Directions: Beginning with the line containing "Expected: for every instance of the stack" and ending with the last line of the records, set down every line exactly.

Data rows:
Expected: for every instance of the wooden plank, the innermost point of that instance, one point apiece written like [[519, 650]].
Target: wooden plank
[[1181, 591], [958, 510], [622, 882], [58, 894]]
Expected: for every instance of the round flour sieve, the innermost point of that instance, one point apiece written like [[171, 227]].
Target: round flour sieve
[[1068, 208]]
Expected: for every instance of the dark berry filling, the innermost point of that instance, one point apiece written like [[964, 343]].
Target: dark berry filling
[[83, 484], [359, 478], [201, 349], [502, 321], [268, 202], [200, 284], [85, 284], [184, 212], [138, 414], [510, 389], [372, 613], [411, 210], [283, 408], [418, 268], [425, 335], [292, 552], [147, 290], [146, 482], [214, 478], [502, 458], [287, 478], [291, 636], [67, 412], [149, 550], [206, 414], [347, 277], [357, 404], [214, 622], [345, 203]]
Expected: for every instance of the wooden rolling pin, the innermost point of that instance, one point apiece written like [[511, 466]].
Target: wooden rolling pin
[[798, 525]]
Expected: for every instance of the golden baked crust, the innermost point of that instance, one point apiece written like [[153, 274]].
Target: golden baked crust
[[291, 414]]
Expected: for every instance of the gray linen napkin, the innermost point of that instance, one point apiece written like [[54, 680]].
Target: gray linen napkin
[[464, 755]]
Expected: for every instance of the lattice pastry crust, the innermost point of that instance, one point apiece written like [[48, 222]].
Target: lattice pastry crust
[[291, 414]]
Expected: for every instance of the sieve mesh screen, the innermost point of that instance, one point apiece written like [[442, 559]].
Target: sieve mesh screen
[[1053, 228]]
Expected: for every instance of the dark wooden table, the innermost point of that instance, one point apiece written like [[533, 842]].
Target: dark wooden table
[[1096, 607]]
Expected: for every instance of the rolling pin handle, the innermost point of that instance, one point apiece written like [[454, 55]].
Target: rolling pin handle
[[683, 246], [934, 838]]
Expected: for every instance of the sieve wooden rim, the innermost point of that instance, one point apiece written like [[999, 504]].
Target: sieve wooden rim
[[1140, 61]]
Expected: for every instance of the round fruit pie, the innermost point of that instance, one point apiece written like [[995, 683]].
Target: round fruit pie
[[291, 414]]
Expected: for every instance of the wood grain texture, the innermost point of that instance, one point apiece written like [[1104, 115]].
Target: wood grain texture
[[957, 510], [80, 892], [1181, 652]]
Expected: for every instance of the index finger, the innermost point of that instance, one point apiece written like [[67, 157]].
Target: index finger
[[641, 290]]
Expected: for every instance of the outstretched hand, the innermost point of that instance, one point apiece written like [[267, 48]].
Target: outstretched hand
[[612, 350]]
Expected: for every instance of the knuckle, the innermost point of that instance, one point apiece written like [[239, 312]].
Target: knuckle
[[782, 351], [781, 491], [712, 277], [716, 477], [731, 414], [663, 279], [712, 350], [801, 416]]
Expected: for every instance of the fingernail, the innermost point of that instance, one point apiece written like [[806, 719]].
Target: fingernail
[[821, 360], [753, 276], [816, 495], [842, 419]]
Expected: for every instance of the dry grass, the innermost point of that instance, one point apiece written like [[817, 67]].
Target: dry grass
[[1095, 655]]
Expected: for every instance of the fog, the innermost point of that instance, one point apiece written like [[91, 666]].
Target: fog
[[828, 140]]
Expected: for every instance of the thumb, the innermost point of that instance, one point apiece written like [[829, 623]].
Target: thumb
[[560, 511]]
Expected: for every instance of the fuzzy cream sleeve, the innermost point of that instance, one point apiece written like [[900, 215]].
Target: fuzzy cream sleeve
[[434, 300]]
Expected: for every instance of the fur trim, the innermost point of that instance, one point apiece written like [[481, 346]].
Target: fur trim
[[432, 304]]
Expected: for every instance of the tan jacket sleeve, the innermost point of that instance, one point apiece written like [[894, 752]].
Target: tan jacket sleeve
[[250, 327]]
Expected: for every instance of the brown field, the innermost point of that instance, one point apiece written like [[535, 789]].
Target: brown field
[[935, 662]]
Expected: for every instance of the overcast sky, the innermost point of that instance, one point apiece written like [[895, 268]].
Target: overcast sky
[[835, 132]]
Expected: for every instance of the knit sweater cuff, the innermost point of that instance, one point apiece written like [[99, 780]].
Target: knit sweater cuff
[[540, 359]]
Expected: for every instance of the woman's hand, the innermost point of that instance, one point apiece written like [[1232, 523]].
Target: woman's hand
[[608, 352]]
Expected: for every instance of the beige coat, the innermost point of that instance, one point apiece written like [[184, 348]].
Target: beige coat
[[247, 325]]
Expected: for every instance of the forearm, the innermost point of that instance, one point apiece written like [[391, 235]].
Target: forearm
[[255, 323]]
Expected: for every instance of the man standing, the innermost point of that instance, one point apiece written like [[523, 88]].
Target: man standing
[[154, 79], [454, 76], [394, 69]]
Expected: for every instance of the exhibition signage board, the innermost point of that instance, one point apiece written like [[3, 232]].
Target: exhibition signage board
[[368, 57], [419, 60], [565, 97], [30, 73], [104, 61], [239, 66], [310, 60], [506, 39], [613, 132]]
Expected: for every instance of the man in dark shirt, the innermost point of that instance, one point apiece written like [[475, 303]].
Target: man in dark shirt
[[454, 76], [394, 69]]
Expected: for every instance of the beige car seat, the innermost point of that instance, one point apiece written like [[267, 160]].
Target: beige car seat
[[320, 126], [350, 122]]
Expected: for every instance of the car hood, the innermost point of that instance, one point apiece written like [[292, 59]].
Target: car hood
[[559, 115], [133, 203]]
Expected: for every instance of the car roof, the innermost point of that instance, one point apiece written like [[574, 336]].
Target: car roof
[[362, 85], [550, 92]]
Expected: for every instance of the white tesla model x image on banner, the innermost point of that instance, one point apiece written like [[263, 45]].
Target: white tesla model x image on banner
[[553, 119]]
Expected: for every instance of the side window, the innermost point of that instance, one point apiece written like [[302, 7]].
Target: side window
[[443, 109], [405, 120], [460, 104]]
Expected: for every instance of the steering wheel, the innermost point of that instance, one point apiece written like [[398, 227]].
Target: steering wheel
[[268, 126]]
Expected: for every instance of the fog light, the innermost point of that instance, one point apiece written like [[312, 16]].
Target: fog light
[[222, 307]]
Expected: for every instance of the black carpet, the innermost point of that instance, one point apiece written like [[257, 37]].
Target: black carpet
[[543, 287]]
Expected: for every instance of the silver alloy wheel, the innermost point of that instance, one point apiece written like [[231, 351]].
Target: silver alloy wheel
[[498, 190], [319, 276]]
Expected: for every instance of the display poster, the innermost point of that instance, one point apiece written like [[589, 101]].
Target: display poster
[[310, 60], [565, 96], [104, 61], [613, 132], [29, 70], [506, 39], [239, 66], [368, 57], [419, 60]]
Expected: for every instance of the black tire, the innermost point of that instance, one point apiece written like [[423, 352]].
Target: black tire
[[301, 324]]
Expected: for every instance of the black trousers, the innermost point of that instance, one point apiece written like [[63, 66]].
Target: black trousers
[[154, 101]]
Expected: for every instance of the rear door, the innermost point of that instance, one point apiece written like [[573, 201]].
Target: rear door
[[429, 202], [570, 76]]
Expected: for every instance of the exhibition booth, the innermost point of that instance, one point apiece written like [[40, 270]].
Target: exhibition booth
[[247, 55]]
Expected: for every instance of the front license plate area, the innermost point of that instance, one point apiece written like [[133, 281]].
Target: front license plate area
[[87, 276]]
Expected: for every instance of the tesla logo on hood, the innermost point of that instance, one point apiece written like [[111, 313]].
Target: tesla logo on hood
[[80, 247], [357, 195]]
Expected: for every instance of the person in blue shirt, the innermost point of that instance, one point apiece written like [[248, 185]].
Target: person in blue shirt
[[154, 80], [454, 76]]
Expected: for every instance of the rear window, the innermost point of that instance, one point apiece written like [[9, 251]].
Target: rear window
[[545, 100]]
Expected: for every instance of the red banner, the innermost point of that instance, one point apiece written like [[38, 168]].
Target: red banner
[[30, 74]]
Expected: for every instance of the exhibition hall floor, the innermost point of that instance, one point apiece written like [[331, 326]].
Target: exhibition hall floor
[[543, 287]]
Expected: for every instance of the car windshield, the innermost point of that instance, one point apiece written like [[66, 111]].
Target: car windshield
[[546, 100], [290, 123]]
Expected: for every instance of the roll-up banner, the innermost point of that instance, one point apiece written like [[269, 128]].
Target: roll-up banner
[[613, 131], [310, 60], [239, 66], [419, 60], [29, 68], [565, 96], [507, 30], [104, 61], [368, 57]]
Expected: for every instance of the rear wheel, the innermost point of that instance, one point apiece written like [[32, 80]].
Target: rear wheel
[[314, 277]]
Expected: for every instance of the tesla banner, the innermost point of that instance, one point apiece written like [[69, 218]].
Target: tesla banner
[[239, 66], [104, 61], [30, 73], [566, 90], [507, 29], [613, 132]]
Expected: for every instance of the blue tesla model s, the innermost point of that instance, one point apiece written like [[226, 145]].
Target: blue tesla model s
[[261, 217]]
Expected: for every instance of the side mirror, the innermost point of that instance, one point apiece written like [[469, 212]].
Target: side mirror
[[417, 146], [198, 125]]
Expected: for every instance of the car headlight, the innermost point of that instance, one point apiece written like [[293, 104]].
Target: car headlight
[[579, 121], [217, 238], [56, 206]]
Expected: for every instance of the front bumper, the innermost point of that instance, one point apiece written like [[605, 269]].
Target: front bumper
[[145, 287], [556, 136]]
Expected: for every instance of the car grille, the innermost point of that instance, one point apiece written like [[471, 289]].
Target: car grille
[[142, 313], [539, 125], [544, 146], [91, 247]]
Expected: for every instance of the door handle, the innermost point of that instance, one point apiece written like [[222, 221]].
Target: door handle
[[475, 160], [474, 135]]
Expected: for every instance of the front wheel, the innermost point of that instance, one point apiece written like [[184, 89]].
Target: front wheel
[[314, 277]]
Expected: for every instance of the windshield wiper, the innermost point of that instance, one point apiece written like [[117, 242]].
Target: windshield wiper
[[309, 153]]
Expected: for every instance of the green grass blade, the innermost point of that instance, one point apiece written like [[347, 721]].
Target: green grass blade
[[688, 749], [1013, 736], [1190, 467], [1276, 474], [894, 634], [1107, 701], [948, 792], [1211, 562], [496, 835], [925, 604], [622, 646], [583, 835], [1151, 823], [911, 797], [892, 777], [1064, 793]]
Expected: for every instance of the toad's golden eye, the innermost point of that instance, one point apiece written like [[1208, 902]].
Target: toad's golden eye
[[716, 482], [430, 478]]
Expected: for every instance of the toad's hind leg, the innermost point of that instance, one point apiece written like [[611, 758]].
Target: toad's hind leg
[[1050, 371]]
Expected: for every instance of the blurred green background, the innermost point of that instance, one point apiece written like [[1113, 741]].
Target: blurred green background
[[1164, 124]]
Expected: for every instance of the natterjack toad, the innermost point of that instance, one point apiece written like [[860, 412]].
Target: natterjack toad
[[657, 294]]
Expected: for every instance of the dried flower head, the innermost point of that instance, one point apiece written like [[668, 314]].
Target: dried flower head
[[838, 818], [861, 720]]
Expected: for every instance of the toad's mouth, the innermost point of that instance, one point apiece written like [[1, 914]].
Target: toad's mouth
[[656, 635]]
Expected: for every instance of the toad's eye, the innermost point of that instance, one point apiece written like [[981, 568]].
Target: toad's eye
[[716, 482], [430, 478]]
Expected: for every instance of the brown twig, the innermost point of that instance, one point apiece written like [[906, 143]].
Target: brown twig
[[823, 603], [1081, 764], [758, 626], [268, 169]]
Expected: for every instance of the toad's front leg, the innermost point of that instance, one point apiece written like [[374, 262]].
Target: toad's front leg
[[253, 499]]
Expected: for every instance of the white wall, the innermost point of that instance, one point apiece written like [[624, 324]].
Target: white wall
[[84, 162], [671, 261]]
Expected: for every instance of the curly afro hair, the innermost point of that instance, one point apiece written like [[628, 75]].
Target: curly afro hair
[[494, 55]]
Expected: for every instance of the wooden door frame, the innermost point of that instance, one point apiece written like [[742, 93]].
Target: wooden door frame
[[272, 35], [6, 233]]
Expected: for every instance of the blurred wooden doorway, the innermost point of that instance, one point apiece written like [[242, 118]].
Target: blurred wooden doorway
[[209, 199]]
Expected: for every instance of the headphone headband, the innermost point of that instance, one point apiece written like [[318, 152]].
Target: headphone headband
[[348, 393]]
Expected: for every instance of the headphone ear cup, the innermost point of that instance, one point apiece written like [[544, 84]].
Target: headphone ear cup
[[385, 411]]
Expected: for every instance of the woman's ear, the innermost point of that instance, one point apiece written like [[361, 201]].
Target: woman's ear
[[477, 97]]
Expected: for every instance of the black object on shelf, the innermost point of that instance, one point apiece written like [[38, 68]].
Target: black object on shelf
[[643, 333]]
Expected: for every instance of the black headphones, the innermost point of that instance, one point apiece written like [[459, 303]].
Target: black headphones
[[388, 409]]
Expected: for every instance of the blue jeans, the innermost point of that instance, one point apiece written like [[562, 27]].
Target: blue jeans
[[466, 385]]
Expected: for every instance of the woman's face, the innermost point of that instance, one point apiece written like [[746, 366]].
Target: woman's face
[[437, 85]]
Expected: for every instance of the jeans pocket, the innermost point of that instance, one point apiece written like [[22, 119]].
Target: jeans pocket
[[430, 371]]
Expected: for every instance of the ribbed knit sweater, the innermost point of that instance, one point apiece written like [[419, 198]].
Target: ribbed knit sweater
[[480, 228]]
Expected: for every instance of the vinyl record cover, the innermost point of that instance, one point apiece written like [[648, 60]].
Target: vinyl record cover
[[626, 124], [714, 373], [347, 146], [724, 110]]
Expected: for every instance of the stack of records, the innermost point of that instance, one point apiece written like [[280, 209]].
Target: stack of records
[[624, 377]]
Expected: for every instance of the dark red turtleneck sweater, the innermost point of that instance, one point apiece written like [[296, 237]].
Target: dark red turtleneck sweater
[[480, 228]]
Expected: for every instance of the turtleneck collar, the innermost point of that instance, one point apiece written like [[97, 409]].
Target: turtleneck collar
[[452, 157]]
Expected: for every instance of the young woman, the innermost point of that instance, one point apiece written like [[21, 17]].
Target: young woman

Solution to this exercise:
Expected: for every instance of the stack of records, the innermost point of that instance, one point apiece written like [[280, 209]].
Target: stack of records
[[624, 377]]
Expected: for every instance of the dark red turtleneck sweater, the innermost point of that instance, one point apiece written like [[296, 237]].
Target: dark red turtleneck sweater
[[480, 228]]
Expected: for every instance of the turtleneck collar, the innermost point of that instance, one point apiece written like [[97, 409]].
Target: turtleneck collar
[[452, 157]]
Expected: for every instance of the young woman, the innermost point of that instance, one point apiece written like [[21, 17]].
Target: young woman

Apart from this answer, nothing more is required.